** Start of RECORD EXCERPTS **

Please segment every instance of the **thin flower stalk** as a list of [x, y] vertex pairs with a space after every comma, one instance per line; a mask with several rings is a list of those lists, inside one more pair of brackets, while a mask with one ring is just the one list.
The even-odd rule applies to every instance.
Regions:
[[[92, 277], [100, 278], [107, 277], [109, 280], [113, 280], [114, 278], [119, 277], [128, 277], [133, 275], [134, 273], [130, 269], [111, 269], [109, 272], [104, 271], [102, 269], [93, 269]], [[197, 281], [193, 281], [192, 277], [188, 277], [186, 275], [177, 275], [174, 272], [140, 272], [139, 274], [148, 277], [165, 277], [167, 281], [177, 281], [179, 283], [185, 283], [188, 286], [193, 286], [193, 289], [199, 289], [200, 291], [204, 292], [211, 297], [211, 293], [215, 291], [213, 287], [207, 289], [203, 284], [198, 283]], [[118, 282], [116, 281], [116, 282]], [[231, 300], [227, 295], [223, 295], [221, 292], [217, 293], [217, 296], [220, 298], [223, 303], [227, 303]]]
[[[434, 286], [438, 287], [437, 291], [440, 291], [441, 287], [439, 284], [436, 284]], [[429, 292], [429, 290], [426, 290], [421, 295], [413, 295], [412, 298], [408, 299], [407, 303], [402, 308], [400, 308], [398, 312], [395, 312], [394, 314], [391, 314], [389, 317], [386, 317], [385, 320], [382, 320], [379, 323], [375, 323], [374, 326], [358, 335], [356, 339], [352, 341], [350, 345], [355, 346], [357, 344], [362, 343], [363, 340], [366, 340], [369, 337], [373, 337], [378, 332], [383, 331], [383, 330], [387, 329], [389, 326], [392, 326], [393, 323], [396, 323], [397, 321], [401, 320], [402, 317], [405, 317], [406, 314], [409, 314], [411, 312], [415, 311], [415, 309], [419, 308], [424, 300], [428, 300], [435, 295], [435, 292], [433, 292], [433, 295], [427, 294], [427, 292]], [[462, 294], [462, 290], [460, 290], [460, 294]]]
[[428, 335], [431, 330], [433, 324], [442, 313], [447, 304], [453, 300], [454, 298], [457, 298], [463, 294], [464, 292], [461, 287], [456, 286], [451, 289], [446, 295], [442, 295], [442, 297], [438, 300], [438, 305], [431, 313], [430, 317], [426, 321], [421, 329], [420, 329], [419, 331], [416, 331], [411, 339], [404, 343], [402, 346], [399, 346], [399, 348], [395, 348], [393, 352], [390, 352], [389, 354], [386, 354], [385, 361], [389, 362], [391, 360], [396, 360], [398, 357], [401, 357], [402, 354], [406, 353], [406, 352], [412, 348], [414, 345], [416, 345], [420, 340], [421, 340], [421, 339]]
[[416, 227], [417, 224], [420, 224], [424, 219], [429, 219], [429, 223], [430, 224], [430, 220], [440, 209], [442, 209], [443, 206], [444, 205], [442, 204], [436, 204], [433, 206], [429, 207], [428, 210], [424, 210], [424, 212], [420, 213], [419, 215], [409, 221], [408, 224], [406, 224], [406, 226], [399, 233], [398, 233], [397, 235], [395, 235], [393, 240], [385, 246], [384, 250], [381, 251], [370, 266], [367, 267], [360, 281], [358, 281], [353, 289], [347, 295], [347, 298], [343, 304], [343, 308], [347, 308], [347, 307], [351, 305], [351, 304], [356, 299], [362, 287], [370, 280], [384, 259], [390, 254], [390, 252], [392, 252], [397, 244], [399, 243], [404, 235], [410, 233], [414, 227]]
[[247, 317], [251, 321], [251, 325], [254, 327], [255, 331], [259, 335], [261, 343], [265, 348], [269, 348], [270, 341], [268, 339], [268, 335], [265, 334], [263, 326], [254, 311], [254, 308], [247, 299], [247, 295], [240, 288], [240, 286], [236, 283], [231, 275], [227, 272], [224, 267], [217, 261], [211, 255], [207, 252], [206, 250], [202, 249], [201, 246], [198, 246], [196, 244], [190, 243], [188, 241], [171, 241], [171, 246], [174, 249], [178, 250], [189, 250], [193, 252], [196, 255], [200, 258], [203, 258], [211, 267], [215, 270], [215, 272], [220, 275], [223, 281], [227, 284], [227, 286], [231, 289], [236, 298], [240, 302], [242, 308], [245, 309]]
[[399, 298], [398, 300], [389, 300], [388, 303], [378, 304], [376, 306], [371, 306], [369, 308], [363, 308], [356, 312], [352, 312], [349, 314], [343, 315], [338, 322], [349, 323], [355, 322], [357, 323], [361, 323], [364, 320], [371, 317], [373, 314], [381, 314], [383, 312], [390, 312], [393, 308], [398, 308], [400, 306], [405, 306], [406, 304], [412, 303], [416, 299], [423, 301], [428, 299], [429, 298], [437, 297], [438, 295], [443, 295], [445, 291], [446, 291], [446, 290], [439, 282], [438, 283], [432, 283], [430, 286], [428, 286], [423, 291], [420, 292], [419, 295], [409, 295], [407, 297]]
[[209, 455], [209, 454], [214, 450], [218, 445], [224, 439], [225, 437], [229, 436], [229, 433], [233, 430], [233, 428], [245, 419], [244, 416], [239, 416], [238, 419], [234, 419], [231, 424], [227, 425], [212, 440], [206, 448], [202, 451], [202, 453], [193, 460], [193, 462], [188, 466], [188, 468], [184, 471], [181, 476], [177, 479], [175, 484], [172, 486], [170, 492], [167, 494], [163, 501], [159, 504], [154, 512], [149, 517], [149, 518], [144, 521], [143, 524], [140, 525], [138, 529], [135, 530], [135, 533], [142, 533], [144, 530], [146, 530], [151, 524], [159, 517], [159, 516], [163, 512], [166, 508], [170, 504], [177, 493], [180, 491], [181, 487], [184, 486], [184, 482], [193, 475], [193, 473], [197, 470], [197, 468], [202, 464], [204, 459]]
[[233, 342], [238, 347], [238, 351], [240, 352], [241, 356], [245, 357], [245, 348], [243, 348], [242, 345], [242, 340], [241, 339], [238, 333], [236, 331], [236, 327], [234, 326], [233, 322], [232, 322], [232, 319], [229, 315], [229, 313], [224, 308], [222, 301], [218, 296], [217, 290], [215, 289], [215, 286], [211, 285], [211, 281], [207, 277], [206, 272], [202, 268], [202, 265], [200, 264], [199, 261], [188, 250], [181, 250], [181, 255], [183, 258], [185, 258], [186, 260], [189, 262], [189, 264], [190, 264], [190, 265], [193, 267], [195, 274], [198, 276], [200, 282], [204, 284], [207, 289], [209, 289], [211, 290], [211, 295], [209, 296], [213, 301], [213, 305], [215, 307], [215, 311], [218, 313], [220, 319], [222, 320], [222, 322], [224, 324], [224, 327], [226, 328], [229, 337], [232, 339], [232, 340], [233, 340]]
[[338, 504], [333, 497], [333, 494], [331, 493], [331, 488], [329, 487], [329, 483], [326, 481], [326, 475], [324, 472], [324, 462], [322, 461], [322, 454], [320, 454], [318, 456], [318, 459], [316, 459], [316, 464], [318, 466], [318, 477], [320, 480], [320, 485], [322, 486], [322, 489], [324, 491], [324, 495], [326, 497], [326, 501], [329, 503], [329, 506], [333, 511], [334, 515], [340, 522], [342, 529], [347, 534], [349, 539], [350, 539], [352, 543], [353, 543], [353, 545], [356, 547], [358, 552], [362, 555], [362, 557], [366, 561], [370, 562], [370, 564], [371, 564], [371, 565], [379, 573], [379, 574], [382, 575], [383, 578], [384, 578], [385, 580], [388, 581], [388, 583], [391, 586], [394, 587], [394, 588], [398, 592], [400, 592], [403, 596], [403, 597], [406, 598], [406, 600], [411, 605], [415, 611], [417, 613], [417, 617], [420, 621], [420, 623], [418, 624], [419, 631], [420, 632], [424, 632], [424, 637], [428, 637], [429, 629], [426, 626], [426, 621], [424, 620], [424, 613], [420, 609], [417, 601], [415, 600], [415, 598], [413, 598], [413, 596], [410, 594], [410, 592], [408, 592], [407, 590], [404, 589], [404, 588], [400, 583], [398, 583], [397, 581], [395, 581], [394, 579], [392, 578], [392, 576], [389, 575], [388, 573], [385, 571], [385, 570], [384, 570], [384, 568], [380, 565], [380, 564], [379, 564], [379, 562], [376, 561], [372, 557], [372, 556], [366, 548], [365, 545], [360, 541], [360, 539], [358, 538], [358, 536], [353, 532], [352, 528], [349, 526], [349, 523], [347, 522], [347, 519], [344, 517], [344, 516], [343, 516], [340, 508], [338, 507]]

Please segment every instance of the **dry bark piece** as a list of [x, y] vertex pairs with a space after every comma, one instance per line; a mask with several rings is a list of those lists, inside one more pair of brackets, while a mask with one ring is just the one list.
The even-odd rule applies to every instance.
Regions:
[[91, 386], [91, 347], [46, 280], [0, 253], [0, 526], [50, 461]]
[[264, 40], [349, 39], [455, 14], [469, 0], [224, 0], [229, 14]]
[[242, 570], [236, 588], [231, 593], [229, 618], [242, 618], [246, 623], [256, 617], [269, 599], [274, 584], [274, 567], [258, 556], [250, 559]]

** End of RECORD EXCERPTS **

**EXERCISE BRIEF:** Quote the records word for word from the line containing "Please segment every instance of the **dry" through the end of the records, including both ends.

**EXERCISE OUTPUT:**
Please segment every instance of the **dry bark piece** as a list of [x, y] vertex pairs with a space after every comma, one instance per line; a mask with several rings is a list of those lists, inside one more pair of brackets, while a mask with one ring is just the one list.
The even-odd rule applies to every instance.
Regions:
[[91, 386], [91, 347], [46, 280], [0, 253], [0, 526], [50, 461]]
[[264, 40], [349, 39], [455, 14], [469, 0], [224, 0], [229, 14]]
[[242, 570], [236, 588], [231, 593], [229, 618], [242, 618], [246, 623], [256, 617], [269, 599], [274, 584], [274, 567], [258, 556], [250, 559]]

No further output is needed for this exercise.